(INSTRUCTION):
Report every line of the listing below that contains the word "white", copying each one in full. Case counts.
---+---
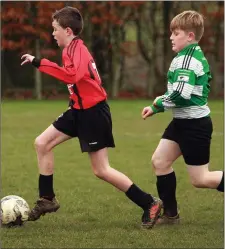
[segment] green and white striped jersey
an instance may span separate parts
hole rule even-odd
[[[210,114],[207,101],[212,77],[198,44],[191,44],[177,54],[171,62],[167,79],[167,92],[156,101],[161,111],[172,109],[173,117],[182,119]]]

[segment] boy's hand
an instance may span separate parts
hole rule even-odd
[[[143,119],[146,119],[147,117],[150,117],[153,114],[154,112],[150,106],[146,106],[141,113]]]
[[[160,99],[161,97],[162,97],[162,96],[156,97],[155,100],[154,100],[154,102],[153,102],[153,105],[157,105],[156,102],[157,102],[157,100]]]
[[[21,66],[23,66],[26,63],[31,63],[33,59],[34,59],[33,55],[30,55],[30,54],[22,55],[21,60],[23,60],[23,62],[21,63]]]

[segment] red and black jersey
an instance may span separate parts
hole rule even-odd
[[[74,38],[63,49],[62,62],[60,67],[41,59],[38,69],[67,84],[73,108],[87,109],[107,98],[94,59],[81,39]]]

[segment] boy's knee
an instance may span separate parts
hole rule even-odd
[[[92,167],[93,168],[93,173],[96,177],[100,179],[105,179],[109,173],[107,170],[107,167]]]
[[[191,179],[191,184],[195,187],[195,188],[204,188],[205,187],[205,180],[204,178],[192,178]]]
[[[34,146],[35,146],[36,151],[46,151],[47,150],[47,144],[43,139],[41,139],[41,137],[37,137],[35,139]]]
[[[167,169],[171,166],[170,162],[164,160],[162,157],[158,155],[153,155],[151,162],[153,170]]]

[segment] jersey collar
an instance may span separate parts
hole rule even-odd
[[[196,43],[192,43],[192,44],[190,44],[190,45],[187,45],[187,46],[184,47],[180,52],[178,52],[178,54],[183,53],[183,52],[187,51],[189,48],[193,48],[193,47],[196,46],[196,45],[198,45],[197,42],[196,42]]]

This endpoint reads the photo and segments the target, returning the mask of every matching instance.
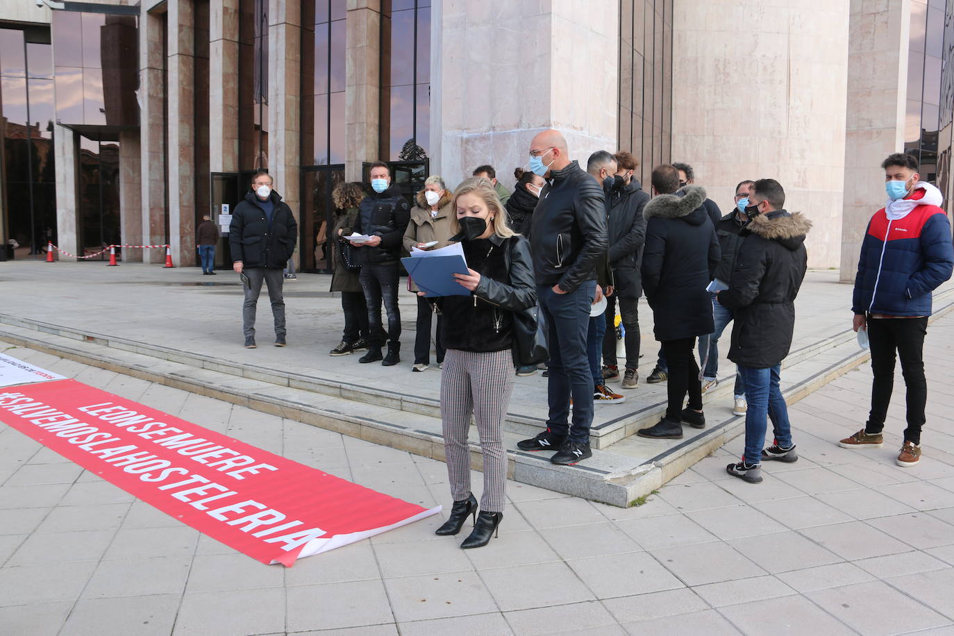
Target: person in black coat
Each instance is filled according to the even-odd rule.
[[[785,191],[775,179],[759,179],[749,194],[745,214],[752,220],[736,256],[729,289],[719,292],[723,307],[736,313],[729,359],[738,365],[745,383],[745,454],[726,470],[751,483],[762,481],[762,460],[795,462],[788,406],[778,388],[781,361],[788,356],[795,329],[795,297],[805,277],[805,235],[811,221],[790,215]],[[775,442],[762,449],[767,418]]]
[[[281,272],[295,252],[298,223],[291,208],[273,190],[268,173],[259,171],[252,188],[238,202],[229,224],[232,269],[247,277],[242,304],[245,348],[254,349],[255,314],[261,283],[268,287],[275,318],[275,346],[285,346],[285,301],[281,294]]]
[[[398,268],[404,230],[411,218],[411,208],[401,191],[391,182],[391,169],[383,161],[371,164],[368,176],[373,191],[362,200],[355,219],[354,232],[370,236],[366,242],[351,242],[362,263],[358,279],[367,303],[367,325],[370,339],[367,353],[358,359],[363,364],[381,360],[382,366],[401,361],[401,309],[398,306]],[[387,355],[381,326],[381,305],[387,314]]]
[[[693,353],[695,338],[713,332],[712,300],[706,286],[719,261],[716,229],[702,202],[699,186],[679,188],[675,168],[653,171],[658,195],[646,204],[646,246],[643,251],[643,291],[653,308],[655,339],[669,363],[669,405],[659,423],[637,431],[647,438],[678,440],[685,421],[705,426],[699,367]],[[682,196],[678,196],[682,195]],[[686,393],[689,406],[682,408]]]
[[[517,177],[517,185],[504,207],[507,208],[510,227],[517,234],[526,236],[529,231],[530,219],[533,218],[533,210],[547,182],[539,174],[523,168],[514,170],[513,175]]]
[[[460,241],[467,273],[452,278],[470,292],[435,298],[444,315],[446,347],[441,374],[441,423],[450,493],[454,498],[439,535],[456,535],[477,511],[470,492],[473,420],[484,456],[484,494],[474,529],[461,547],[481,547],[504,518],[507,451],[504,418],[513,390],[513,350],[520,338],[514,313],[536,304],[529,243],[514,234],[489,179],[472,177],[454,193],[451,238]],[[419,292],[419,295],[424,295]]]
[[[643,208],[650,195],[643,192],[642,184],[633,177],[639,162],[626,152],[616,153],[617,187],[609,197],[610,218],[607,229],[610,235],[610,265],[615,293],[607,297],[606,337],[603,339],[603,379],[619,379],[616,365],[616,302],[626,330],[626,369],[622,387],[636,388],[639,375],[639,297],[643,295],[639,263],[646,242],[646,217]]]

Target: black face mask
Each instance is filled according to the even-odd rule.
[[[487,221],[480,216],[458,218],[457,224],[461,226],[461,232],[457,235],[461,240],[476,240],[487,232]]]

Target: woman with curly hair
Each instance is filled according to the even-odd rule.
[[[358,281],[360,270],[348,269],[344,262],[342,247],[349,249],[342,236],[351,234],[351,228],[358,216],[358,206],[364,198],[364,188],[361,183],[339,183],[331,193],[335,204],[335,225],[332,228],[332,267],[331,291],[341,292],[342,309],[344,311],[344,335],[342,342],[331,350],[332,356],[347,356],[361,349],[367,349],[367,305],[364,292]]]

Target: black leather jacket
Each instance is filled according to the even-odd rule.
[[[607,251],[603,189],[576,161],[550,172],[533,212],[530,248],[538,285],[573,292],[596,277],[596,259]]]
[[[362,199],[358,208],[353,231],[367,236],[381,236],[375,247],[363,246],[356,250],[362,263],[390,265],[401,258],[404,230],[411,219],[411,209],[397,186],[391,186],[380,195],[372,192]]]

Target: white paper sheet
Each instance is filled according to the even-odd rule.
[[[51,380],[66,380],[66,377],[0,354],[0,386],[47,382]]]

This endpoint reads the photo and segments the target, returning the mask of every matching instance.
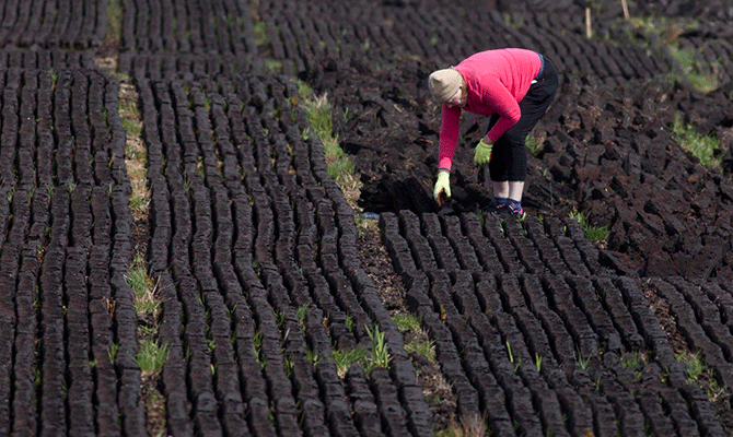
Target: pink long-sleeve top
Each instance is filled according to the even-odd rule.
[[[468,92],[468,101],[463,109],[485,116],[499,115],[499,120],[488,133],[491,141],[497,141],[520,120],[522,111],[519,103],[540,68],[539,55],[522,48],[480,51],[455,66],[466,81]],[[443,104],[439,168],[451,169],[458,143],[461,110],[459,107]]]

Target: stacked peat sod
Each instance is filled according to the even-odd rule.
[[[9,0],[0,4],[0,46],[98,46],[107,33],[105,0]]]
[[[138,85],[172,434],[429,434],[402,336],[359,265],[353,213],[323,145],[301,137],[296,84]],[[370,350],[375,323],[389,371],[342,379],[334,350]]]
[[[146,429],[119,86],[78,55],[0,57],[4,435]]]
[[[517,31],[482,9],[426,12],[430,7],[342,14],[328,27],[339,44],[324,37],[325,52],[306,76],[349,109],[345,143],[360,169],[377,176],[371,189],[383,212],[384,243],[408,284],[411,309],[437,342],[459,413],[486,415],[499,435],[722,435],[720,417],[687,381],[675,356],[679,344],[662,331],[649,299],[670,305],[677,317],[673,331],[728,385],[730,181],[702,168],[664,131],[679,110],[697,126],[708,123],[702,131],[725,138],[725,87],[702,96],[667,85],[658,79],[679,69],[668,54],[587,40],[569,15],[525,14]],[[415,16],[424,20],[418,24]],[[504,32],[481,32],[487,23]],[[443,34],[431,35],[435,28]],[[370,45],[362,46],[368,59],[357,60],[341,48],[361,31]],[[532,160],[547,173],[533,172],[528,203],[551,215],[558,194],[569,196],[569,204],[610,225],[617,253],[595,249],[567,218],[530,217],[520,225],[485,217],[481,225],[468,212],[475,204],[453,205],[457,216],[431,212],[429,184],[420,180],[434,170],[439,125],[424,109],[424,78],[444,60],[505,46],[543,51],[562,72],[562,97],[538,129],[547,138],[545,162]],[[470,120],[463,131],[470,133]],[[424,150],[400,153],[405,143]],[[481,175],[465,165],[472,153],[458,150],[458,189],[481,194],[469,182]],[[567,213],[568,203],[558,203]],[[675,218],[686,216],[696,220]],[[623,262],[617,255],[625,255]],[[642,287],[618,273],[660,277]],[[706,294],[694,294],[696,284]]]
[[[353,211],[326,172],[321,142],[301,134],[296,75],[349,109],[353,150],[384,147],[364,168],[379,172],[380,153],[402,141],[422,147],[388,155],[398,169],[380,175],[392,197],[380,224],[459,415],[485,416],[493,435],[723,434],[650,299],[731,387],[733,287],[703,280],[725,279],[733,264],[721,245],[730,241],[733,196],[725,177],[674,149],[659,129],[667,121],[649,114],[668,120],[682,108],[722,135],[730,94],[647,84],[676,68],[672,58],[585,39],[574,2],[532,2],[531,13],[514,16],[524,27],[497,13],[504,3],[123,1],[119,69],[136,80],[144,122],[147,261],[164,297],[170,435],[432,433],[402,336],[358,261]],[[104,35],[100,2],[65,3],[54,20],[49,4],[7,2],[3,43],[73,48]],[[563,99],[538,129],[547,164],[532,160],[549,178],[531,175],[530,203],[550,210],[562,193],[596,220],[613,211],[616,255],[598,251],[567,218],[502,222],[431,206],[438,121],[424,79],[505,46],[543,51],[563,71]],[[88,52],[0,52],[0,193],[9,199],[0,203],[0,328],[12,333],[0,347],[0,434],[146,434],[124,277],[132,218],[118,83],[90,67]],[[269,74],[274,68],[284,74]],[[624,84],[623,95],[609,88]],[[467,138],[476,134],[469,127]],[[481,199],[486,191],[469,181],[486,176],[461,165],[470,152],[458,151],[455,191]],[[673,205],[636,189],[642,184]],[[694,204],[679,210],[683,200]],[[674,218],[690,210],[695,221]],[[653,243],[702,273],[660,272],[643,286],[617,275],[656,274],[651,267],[670,258],[631,265]],[[385,333],[389,368],[354,365],[339,375],[334,351],[371,349],[374,326]]]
---+---
(EXERCISE SOLUTION):
[segment] green and white striped jersey
Target: white paper sheet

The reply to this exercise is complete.